Exercise brief
Extract each line of the material below that contains the string "foliage", copying every such line unchanged.

Data entries
········
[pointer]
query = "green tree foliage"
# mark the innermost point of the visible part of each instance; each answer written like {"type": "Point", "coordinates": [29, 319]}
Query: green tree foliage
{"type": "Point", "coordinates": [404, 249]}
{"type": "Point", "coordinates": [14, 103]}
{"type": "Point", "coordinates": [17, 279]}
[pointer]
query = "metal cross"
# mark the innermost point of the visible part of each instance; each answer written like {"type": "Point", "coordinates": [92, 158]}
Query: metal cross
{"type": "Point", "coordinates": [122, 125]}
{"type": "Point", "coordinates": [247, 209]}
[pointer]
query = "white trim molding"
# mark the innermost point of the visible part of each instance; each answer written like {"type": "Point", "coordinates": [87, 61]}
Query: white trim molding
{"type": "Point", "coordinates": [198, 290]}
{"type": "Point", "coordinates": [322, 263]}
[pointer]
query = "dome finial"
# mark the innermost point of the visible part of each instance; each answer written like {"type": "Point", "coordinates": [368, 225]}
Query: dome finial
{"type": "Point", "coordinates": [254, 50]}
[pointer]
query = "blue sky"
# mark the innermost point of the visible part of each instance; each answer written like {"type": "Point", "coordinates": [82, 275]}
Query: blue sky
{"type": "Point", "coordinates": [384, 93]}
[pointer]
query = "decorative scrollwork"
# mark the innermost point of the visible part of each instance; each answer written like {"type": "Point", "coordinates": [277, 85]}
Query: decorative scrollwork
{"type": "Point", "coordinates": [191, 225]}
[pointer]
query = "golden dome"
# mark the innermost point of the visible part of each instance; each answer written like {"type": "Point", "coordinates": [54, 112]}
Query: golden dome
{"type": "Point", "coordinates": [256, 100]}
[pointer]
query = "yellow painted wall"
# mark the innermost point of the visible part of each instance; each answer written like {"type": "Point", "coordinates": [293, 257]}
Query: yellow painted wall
········
Answer to this problem
query = "green tree foliage"
Query: green tree foliage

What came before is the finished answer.